**WRITTEN REQUEST:** Pick up the forum thread on GPU chip design below and keep writing it from where it stops.

**QUOTED PASSAGE:**
A DP multiplier is a LARGE piece of logic. first you need a large multiplier array. These things scale in the square of bits. As an example from the FPGA world, a DP multiplier takes 6x more resources and an SP multiplier. Everything else scales at best linearly with FP width. the net result is that DP FP pipes take up a LOT of real estate, and while the difference for 1 is rather small, when you have 256 of them, it adds up, significantly so. So say a SP FP unit is .5mm^2. A DP unit is in the range of 1-1.5, but we'll use 1mm^2 for the example. The difference between 256 SP units, and 256 DP units is 128mm^2. Not at all insignificant.
 
Four months seems long to me, but since a lot of the work is compute bound, it can really depends on what compute resources you can throw at it.
I'm counting from synthesized netlist to metal tape out, which typically happens two weeks or so after base layer tape out and overlaps fracture.
 
So this is code for "swaaye, you're an idiot, and I shall make a spectacle of you LOLZ!".
Not my intention. Just want to counter the PR/FUD surrounding fermi's compute capabilities. Compute and graphics are feeding into each other improvement in one, allowing/inducing improvements in other.

To be complete, if you want the ultimate graphics chip, take larrabee 1.0 (which is about as much a compute chip as can be) and increase it's power and area efficiency by an OoM (without sacrificing the architecture, feel free to shoot x86 though :LOL:).

**SUPPLIED MATERIAL:**
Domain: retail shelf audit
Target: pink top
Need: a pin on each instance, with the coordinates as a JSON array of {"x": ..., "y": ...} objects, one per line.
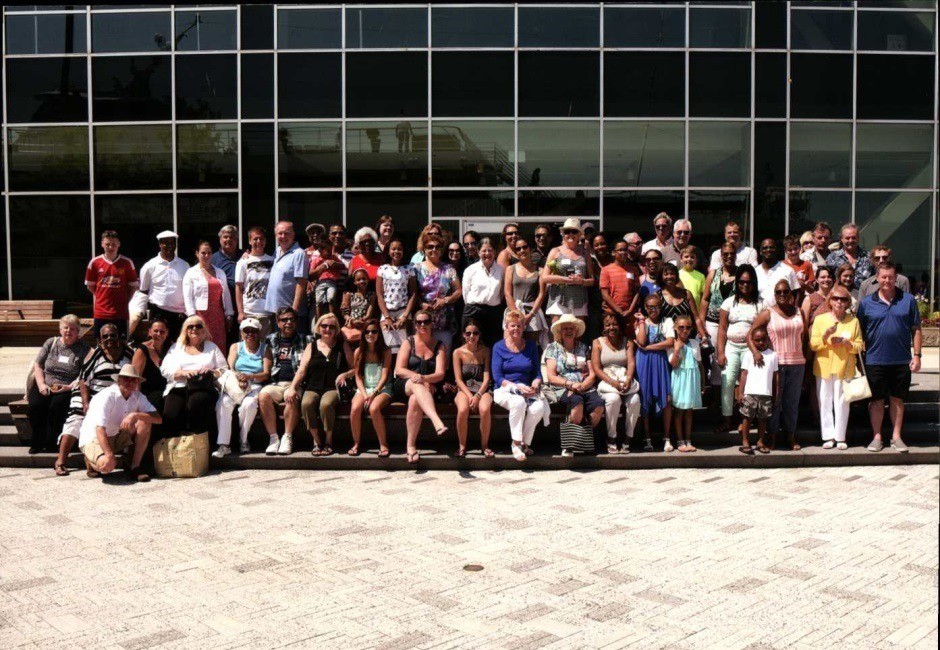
[{"x": 786, "y": 335}]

**RESULT:**
 
A lot of this depends on granularity. multiplies have the greatest area expansion and it looks like AMD specifically designed the multipliers such that they didn't add a significant area increase by reducing the delivered throughput to the point where they could easily utilize only the existing hardware without having to add additional hardware support in. In contrast it seems that fermi maintains a 2:1 mul ratio which requires adding significantly more hardware into the design. AKA, a DP mul requires roughly 4x the area of a SP mul, where as for add its only roughly 2x.

What is the area cost of an int32 multiplier vs fp32 multiplier? The former was added in fermi just to do dpfp more cheaply. int32 multiplication happens only in the t unit in ati, so clearly not something that is terribly useful for graphics. The AGUs don't use the int32 multiplier either.

If anything, that is the real cost of dp in fermi.
 
Even if they saw after A1 that they couldn't reach the speeds they wanted and decided right away that a B1 could improve things, they'd still want to fix the logic bugs in metal first. It takes at least 4 months go from a netlist to tape-out, another 2 months until silicon and only then you can start with qualification again.

Thx for the reply. Helps me a lot to understand hiw such things are actually done.

Nothing has taped out, nor has any prep been made to do so, so tapeouts are unlikely to be imminent. That puts things at 6 months or so out minimum.
-Charlie

Thx fpr the info. You are always a first rate source for such info. If NV has no mainstream and entry level DX11 chip till the end of 2010, they are broke.
 
Yes, but you can't change a fuse in the glove box and have the engine change from a V6 to a V8 now can you?

-Charlie
Okay, this line of reasoning is really, really bad, so I'm going to have to step back up again.

Look, there is no possible way that nVidia (or any company, for that matter) can produce consumer cards that perform as well as professional ones in professional apps. Here's the basic issue:

1. It takes time and money on nVidia's part to develop and validate drivers for use on professional software.
2. This money must be recuperated through the sales of professional graphics hardware (i.e. Quadro/Tesla).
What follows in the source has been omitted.